*Exercise text*:
Outreach Funding win for Routes of Infection / Routes to Safety Project
The Routes of Infection/ Routes to Safety project by researchers from the University of Southampton and University of Newcastle has just been awarded a University of Southampton Public Engagement Research Unit Award from the FELS Faculty Engagement Fund, and a National Biofilm Innovation Centre Public Engagement and Outreach Funding Award following their work in 2021.
In January 2021, the team were granted funding from UK Research and Innovation via the Arts and Humanities Research Council for an interdisciplinary examination into infection prevention for the bus service and service users. The research culminated in a report , and a series of short films which promoted infection prevention of the bus through ventilation, space, mask wearing, and disinfecting between use.
The funding from the award will be used to develop visual materials from the Routes of Infection / Routes to Safety project, and a new creative public engagement activity (the term ‘micro-pet’ referring to the communities of microbes that form in and on our bodies, as well as on external surfaces such as bus seats, flooring and handles, etc.). Through a series of workshops bus service drivers and users will be asked to imagine who and what microbial communities (Micro-Passengers) are and co-produce an interactive artwork for wider publics to encounter at events and online.

*Material shown*:
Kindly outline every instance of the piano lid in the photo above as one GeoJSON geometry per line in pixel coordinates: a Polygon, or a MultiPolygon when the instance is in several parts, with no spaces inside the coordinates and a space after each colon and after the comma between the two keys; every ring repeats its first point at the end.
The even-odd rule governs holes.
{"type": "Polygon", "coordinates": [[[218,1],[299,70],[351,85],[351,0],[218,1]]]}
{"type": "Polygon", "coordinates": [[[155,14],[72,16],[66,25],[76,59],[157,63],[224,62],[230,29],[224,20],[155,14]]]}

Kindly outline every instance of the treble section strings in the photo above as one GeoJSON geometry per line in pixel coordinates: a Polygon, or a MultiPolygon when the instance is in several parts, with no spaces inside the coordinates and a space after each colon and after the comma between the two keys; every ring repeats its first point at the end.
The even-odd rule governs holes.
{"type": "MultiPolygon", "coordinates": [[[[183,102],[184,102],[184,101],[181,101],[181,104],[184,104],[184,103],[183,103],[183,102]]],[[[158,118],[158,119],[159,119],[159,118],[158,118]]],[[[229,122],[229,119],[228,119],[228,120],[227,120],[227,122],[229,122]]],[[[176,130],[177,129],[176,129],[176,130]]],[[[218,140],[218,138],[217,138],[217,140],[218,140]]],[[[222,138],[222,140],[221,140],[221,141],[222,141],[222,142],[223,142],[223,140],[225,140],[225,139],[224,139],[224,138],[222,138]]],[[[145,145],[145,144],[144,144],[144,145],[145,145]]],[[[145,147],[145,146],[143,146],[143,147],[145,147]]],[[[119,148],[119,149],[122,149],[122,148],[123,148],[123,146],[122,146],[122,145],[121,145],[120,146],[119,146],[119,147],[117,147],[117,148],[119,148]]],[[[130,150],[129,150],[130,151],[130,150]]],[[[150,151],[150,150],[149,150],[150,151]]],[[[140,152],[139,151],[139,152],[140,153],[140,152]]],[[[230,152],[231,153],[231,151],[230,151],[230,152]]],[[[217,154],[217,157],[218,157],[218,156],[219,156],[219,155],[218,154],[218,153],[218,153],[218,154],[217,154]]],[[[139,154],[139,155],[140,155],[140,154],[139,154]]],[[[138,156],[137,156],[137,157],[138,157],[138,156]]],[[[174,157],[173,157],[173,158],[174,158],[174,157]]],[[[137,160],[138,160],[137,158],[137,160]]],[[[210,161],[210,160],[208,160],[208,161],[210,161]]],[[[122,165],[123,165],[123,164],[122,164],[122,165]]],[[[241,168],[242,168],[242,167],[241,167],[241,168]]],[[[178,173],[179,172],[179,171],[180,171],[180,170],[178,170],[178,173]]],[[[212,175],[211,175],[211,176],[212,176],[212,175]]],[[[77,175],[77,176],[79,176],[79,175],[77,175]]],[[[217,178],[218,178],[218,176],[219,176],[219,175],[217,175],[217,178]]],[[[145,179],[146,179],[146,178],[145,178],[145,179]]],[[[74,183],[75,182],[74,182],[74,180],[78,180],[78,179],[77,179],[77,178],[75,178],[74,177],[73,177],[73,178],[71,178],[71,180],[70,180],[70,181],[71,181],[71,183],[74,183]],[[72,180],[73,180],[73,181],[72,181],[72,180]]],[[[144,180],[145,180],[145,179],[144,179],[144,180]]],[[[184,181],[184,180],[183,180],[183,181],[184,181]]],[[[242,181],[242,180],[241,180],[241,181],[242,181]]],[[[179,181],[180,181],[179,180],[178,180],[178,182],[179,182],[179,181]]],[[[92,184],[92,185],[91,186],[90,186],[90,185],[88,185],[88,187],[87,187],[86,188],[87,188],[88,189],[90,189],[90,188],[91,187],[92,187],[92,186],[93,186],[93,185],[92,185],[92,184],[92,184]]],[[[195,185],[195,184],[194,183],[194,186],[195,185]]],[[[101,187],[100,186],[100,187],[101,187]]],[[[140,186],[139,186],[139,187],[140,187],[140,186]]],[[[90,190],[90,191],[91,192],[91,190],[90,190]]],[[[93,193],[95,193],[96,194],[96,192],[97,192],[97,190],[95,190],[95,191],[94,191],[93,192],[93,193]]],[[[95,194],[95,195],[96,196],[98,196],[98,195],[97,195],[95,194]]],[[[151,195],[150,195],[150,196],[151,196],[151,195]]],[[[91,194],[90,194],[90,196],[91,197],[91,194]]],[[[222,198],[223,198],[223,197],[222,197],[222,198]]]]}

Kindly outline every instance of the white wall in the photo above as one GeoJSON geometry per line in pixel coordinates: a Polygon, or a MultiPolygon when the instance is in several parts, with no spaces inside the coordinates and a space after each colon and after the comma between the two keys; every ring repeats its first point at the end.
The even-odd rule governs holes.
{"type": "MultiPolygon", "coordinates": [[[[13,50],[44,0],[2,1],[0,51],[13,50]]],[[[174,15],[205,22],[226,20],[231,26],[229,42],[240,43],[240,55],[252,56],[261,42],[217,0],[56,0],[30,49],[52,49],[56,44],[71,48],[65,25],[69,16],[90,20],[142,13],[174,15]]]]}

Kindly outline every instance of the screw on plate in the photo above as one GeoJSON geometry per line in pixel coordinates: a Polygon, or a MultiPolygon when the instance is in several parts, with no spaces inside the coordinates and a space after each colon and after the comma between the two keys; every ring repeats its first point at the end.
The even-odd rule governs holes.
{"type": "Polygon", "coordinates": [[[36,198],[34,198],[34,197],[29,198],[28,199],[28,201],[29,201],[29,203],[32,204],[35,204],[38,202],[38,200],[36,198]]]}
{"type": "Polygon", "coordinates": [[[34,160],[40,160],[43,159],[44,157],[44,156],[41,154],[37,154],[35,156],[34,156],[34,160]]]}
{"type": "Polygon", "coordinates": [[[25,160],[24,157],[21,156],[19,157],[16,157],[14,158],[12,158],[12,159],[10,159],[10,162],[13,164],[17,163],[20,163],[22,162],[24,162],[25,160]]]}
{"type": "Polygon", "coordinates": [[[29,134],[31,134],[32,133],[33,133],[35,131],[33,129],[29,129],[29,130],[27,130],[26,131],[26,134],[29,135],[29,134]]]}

*To do*:
1 – In the Routes of Infection / Routes to Safety article, which research council did the January 2021 funding from UK Research and Innovation come through?
2 – Say whether each statement agrees with the Routes of Infection / Routes to Safety article. Answer yes or no and quote the deciding words.
(a) The project's researchers come from the University of Southampton and the University of Newcastle.
(b) The project's short films promoted mask wearing on the bus.
(c) Only bus drivers will take part in the workshops.
3 – Write the next part of the Routes of Infection / Routes to Safety article, starting after its last sentence.

*Answers provided*:
1 – The Arts and Humanities Research Council.

2 –
(a) Yes: "researchers from the University of Southampton and University of Newcastle"
(b) Yes: "promoted infection prevention of the bus through ventilation, space, mask wearing, and disinfecting between use"
(c) No: "Through a series of workshops bus service drivers and users will be asked"

3 –
Click here to view the Routes of Infection / Routes to Safety film series
The research grew as a development of the highly-successful NAMRIP pump-priming study ‘‘Mapping Microbes’, and NAMRIP’s founder, Professor Leighton, was very pleased to write in support of the investigatory team (Drs. Emma Roe, Sandra Wilks and Paul Hurley from Southampton, and Dr Charlotte Veal from Newcastle University (formerly from Southampton) regarding the research bid ‘Routes of infection, routes to safety: Creative mapping of human-viral behaviours on the bus to understand infection prevention practices’ . Drs Roe and Veal had accompanied Professor Leighton to Uganda in 2019 for the Global-NAMRIP’s conference there, which included a showing of the film ‘In Our Hands ’ that was a key product of the initial Global-NAMRIP pump-priming study.